- What this task involves
Drop every picture, then transcribe the remaining data exactly.

- Listed entries
════════
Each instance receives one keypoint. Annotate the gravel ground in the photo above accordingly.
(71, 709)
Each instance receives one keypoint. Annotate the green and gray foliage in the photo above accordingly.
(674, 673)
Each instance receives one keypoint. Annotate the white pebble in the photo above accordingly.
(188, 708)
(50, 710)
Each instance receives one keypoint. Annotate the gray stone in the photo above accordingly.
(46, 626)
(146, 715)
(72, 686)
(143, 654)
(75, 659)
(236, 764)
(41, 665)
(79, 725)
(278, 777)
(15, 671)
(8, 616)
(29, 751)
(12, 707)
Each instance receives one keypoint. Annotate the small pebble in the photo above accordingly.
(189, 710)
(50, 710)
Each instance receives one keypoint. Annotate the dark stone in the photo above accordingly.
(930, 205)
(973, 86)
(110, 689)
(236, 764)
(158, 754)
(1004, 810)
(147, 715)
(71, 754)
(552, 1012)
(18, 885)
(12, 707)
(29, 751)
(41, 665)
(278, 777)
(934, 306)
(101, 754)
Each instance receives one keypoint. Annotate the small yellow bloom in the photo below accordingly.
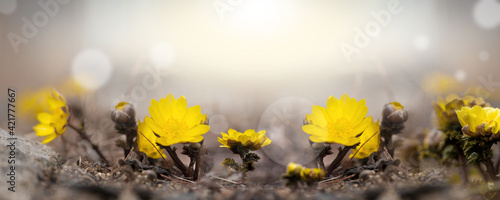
(340, 122)
(54, 123)
(312, 174)
(250, 139)
(478, 120)
(294, 169)
(173, 122)
(370, 144)
(124, 112)
(150, 148)
(445, 108)
(394, 113)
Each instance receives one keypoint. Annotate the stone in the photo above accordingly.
(29, 163)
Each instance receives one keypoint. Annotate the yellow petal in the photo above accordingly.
(44, 118)
(198, 130)
(155, 111)
(314, 130)
(318, 116)
(153, 125)
(43, 130)
(49, 138)
(180, 108)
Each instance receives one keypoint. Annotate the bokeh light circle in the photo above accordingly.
(421, 42)
(218, 124)
(8, 7)
(91, 68)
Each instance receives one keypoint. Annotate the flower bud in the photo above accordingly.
(394, 113)
(124, 112)
(294, 169)
(318, 146)
(195, 146)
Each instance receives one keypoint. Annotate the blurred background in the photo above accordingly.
(257, 64)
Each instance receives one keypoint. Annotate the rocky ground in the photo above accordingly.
(41, 173)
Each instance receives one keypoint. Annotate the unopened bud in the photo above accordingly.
(318, 146)
(123, 113)
(466, 131)
(195, 146)
(395, 113)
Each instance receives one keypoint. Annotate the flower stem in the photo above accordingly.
(320, 157)
(177, 162)
(490, 169)
(197, 167)
(462, 161)
(84, 135)
(336, 162)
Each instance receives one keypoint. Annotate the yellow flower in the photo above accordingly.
(250, 139)
(340, 122)
(294, 169)
(173, 122)
(150, 148)
(32, 102)
(312, 174)
(394, 113)
(445, 108)
(54, 123)
(370, 144)
(478, 120)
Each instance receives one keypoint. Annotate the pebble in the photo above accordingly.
(365, 174)
(150, 174)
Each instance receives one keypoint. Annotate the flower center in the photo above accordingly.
(340, 127)
(175, 127)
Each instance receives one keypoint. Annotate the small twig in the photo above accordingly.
(399, 167)
(154, 146)
(356, 152)
(227, 180)
(335, 163)
(86, 137)
(338, 180)
(331, 179)
(178, 179)
(119, 167)
(490, 169)
(177, 162)
(197, 167)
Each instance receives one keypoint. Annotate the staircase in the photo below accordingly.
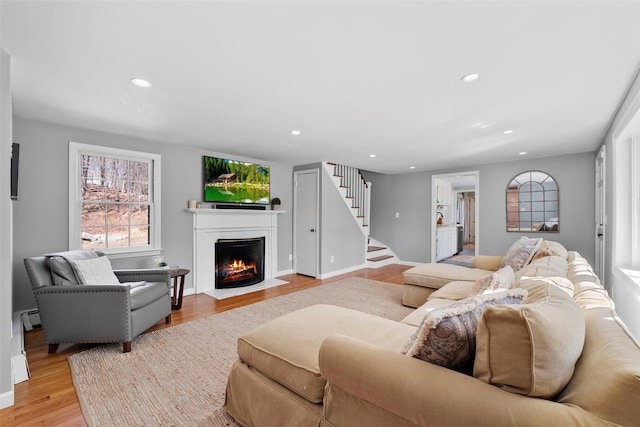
(379, 255)
(356, 193)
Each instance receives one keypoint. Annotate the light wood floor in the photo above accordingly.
(48, 397)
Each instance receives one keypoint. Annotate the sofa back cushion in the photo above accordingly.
(521, 252)
(606, 381)
(544, 267)
(447, 335)
(551, 248)
(500, 280)
(530, 349)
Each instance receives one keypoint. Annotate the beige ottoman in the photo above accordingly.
(422, 280)
(279, 367)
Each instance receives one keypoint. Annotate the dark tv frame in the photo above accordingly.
(15, 166)
(234, 204)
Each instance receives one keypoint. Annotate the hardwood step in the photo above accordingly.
(380, 258)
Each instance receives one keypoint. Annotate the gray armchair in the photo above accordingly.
(74, 313)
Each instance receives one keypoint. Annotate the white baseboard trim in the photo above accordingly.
(283, 273)
(7, 399)
(412, 263)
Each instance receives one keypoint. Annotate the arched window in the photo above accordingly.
(532, 203)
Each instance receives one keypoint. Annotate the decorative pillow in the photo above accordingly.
(500, 280)
(97, 271)
(532, 348)
(62, 273)
(447, 335)
(521, 252)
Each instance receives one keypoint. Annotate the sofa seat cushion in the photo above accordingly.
(286, 349)
(144, 293)
(436, 275)
(531, 349)
(456, 290)
(447, 335)
(415, 317)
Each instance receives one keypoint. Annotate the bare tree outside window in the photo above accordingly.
(115, 202)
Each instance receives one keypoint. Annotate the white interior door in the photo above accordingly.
(305, 220)
(601, 218)
(471, 229)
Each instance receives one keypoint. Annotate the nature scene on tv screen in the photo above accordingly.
(233, 181)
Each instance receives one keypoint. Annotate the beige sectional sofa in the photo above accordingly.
(561, 357)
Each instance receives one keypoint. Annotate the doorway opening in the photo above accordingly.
(455, 201)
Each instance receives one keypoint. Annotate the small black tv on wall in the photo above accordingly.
(234, 181)
(15, 163)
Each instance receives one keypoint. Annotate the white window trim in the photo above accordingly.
(75, 151)
(635, 203)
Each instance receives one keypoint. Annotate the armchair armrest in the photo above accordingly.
(487, 262)
(426, 394)
(148, 275)
(85, 313)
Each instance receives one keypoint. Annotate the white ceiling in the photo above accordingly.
(356, 78)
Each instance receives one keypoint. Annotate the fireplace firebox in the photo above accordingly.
(239, 262)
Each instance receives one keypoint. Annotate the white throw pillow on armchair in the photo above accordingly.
(96, 271)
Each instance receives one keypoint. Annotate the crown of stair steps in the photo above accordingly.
(355, 191)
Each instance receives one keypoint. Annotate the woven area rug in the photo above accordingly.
(177, 376)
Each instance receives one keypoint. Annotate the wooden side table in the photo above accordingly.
(178, 288)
════════
- Task answer
Each instance receives one keypoint. Annotate the gravel ground in the photo above accordingly.
(71, 709)
Each instance receives one keypoint. Annotate the green and gray foliage in the photo above accordingly.
(674, 673)
Each instance receives one keypoint. Annotate the white pebble in the photo above accordingly.
(188, 708)
(50, 710)
Each instance receives one keypoint. Annotate the gray stone in the photo above accordingly.
(46, 626)
(146, 715)
(72, 686)
(143, 654)
(75, 659)
(236, 764)
(41, 665)
(79, 725)
(278, 777)
(15, 671)
(8, 616)
(29, 751)
(12, 707)
Each instance receives one keypoint. Annotate the small pebble in the photo above accordingly.
(189, 710)
(50, 710)
Each instance receives one keypoint. Annotate the dark stone in the photo above accordingly.
(930, 205)
(973, 86)
(110, 689)
(236, 764)
(158, 754)
(1004, 810)
(147, 715)
(71, 754)
(552, 1012)
(18, 885)
(12, 707)
(29, 751)
(41, 665)
(278, 777)
(934, 306)
(101, 754)
Each instance receives one keypoint. Annotate the small yellow bloom in the photo below accordingly.
(340, 122)
(54, 123)
(312, 174)
(250, 139)
(478, 120)
(294, 169)
(173, 122)
(370, 144)
(124, 112)
(150, 148)
(445, 108)
(394, 113)
Each instance receives one keypoint. Annotate the stone in the photo above accordingly.
(29, 163)
Each instance receives one keypoint. Annotate the yellow petal in the photo above accordingly.
(44, 118)
(198, 130)
(155, 111)
(314, 130)
(318, 116)
(153, 125)
(43, 130)
(49, 138)
(180, 108)
Each instance receives one keypoint. Annotate the bokeh light circle in the photo above accordingly.
(421, 42)
(218, 124)
(8, 7)
(91, 68)
Each instance receives one keypoint. Annotate the flower bud in the photo above accordingly.
(394, 113)
(124, 112)
(294, 169)
(318, 146)
(195, 146)
Each instance receives one keypoint. Annotate the blurred background in the photo above accordingly.
(257, 64)
Each instance receives one keypoint. Annotate the rocky ground in the photo above accordingly.
(41, 173)
Each instance receives one keypoint. Annotate the unopened bud in the photo above accordingly.
(318, 146)
(123, 113)
(466, 131)
(195, 146)
(395, 113)
Each instance receives one keypoint. Annotate the flower stem in the photo above accordingly.
(320, 157)
(177, 162)
(490, 169)
(197, 167)
(462, 161)
(84, 135)
(336, 162)
Each instance receives one keypoint. Annotate the yellow flower in the photo above accordingly.
(250, 139)
(340, 122)
(294, 169)
(173, 122)
(150, 148)
(32, 102)
(312, 174)
(394, 113)
(445, 108)
(54, 123)
(370, 144)
(478, 120)
Each instance receives one keypoint. Annotate the pebble in the photo above accordingly.
(365, 174)
(150, 174)
Each instance receives one keypoint. Annotate the flower center in the photo above accordingly.
(340, 127)
(175, 127)
Each instance receives one keypoint. Annotate the small twig in the photo above accordingly.
(399, 167)
(154, 146)
(356, 152)
(227, 180)
(335, 163)
(86, 137)
(338, 180)
(331, 179)
(178, 179)
(119, 167)
(490, 169)
(177, 162)
(197, 167)
Each instance receives one keypoint. Annotate the staircase in the photo below accordingly.
(379, 255)
(356, 193)
Each instance receives one keypoint. Annotate the light wood floor in the photo above accordingly.
(48, 397)
Each instance receives one keypoint. Annotate the sofa back cushion in the photo above accordingly.
(521, 252)
(606, 381)
(544, 267)
(447, 335)
(551, 248)
(500, 280)
(530, 349)
Each instance receives one keypoint. Annotate the beige ottoman in the photo above accordingly.
(422, 280)
(279, 367)
Each instance receives one keypoint. Annotate the dark tv frame in the photo above accordingly.
(15, 166)
(234, 204)
Each instance receives one keypoint. Annotate the hardwood step in the photo above accordingly.
(380, 258)
Each instance receives one keypoint. Annotate the gray armchair in the photo above accordingly.
(74, 313)
Each instance receives one keypoint. Annotate the white baseboard trim in the photo above accordingly.
(283, 273)
(7, 399)
(412, 263)
Each instance receives one keypoint. Annotate the arched window in the photo above accordingly.
(532, 203)
Each instance receives one keypoint. Annotate the decorative pillow in the photo above accordingly.
(500, 280)
(97, 271)
(532, 348)
(62, 273)
(447, 335)
(521, 252)
Each instance receives one keypoint. Annotate the sofa seat cushion in the photo above accordingly.
(286, 349)
(144, 293)
(436, 275)
(531, 349)
(456, 290)
(447, 335)
(415, 317)
Each instance receives one keypoint. Annotate the bare tree outside window in the photo above accordingly.
(115, 202)
Each instance receives one keypoint. Annotate the white interior door in the photo above accordingly.
(305, 220)
(601, 218)
(471, 229)
Each instance receives one keypoint. Annotate the nature scene on tv screen in the photo above accordingly.
(233, 181)
Each instance receives one keypoint. Annotate the beige sectional sofa in the photo above accordingly.
(561, 357)
Each instance receives one keypoint. Annotate the doorway opening in the photo above accordingly.
(455, 201)
Each instance receives one keypoint. Annotate the small black tv on wall in the photo above accordingly.
(234, 181)
(15, 163)
Each instance receives one keypoint. Annotate the white window trim in the photo above accordingly.
(75, 151)
(635, 203)
Each instance receives one keypoint. Annotate the armchair armrest in the photo above accordingly.
(487, 262)
(426, 394)
(148, 275)
(85, 313)
Each instance receives one keypoint. Annotate the white ceiling in the photo above accordingly.
(356, 78)
Each instance receives one keypoint. Annotate the fireplace firebox in the photo above accordingly.
(239, 262)
Each instance receives one keypoint. Annotate the white throw pillow on armchair in the photo above accordingly.
(96, 271)
Each instance receives one keypoint. Annotate the crown of stair steps in the photo above accordingly.
(355, 191)
Each instance receives one keypoint. Annotate the woven area rug in the photo above accordingly.
(177, 376)
Each instance receives one keypoint. Annotate the wooden side table in the photo above accordingly.
(178, 288)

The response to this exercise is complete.